PROMPT: Reproduce the autocatalysis text below word for word, in full.

= Autocatalysis =

Chemical reaction whose product is also its catalyst

A chemical reaction is autocatalytic if one of the reaction products is also a catalyst for the same reaction. Many forms of autocatalysis are recognized.

A set of chemical reactions can be said to be "collectively autocatalytic" if a number of those reactions produce, as reaction products, catalysts for enough of the other reactions that the entire set of chemical reactions is self-sustaining given an input of energy and food molecules (see autocatalytic set).

==Examples==
Acid-catalyzed hydrolysis of esters produces carboxylic acids that also catalyze the same reaction. Indeed, Wilhelm Ostwald's observation of an accelerating hydrolysis of gamma valerolactone to gamma-hydroxyvaleric acid led to the introduction of the concept of autocatalysis in 1890.

DATA EXCERPT:
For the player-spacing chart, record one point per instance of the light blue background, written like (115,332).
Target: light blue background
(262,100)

OUTPUT BELOW:
= Autocatalysis =

Chemical reaction whose product is also its catalyst

A chemical reaction is autocatalytic if one of the reaction products is also a catalyst for the same reaction. Many forms of autocatalysis are recognized.

A set of chemical reactions can be said to be "collectively autocatalytic" if a number of those reactions produce, as reaction products, catalysts for enough of the other reactions that the entire set of chemical reactions is self-sustaining given an input of energy and food molecules (see autocatalytic set).

==Examples==
Acid-catalyzed hydrolysis of esters produces carboxylic acids that also catalyze the same reaction. Indeed, Wilhelm Ostwald's observation of an accelerating hydrolysis of gamma valerolactone to gamma-hydroxyvaleric acid led to the introduction of the concept of autocatalysis in 1890.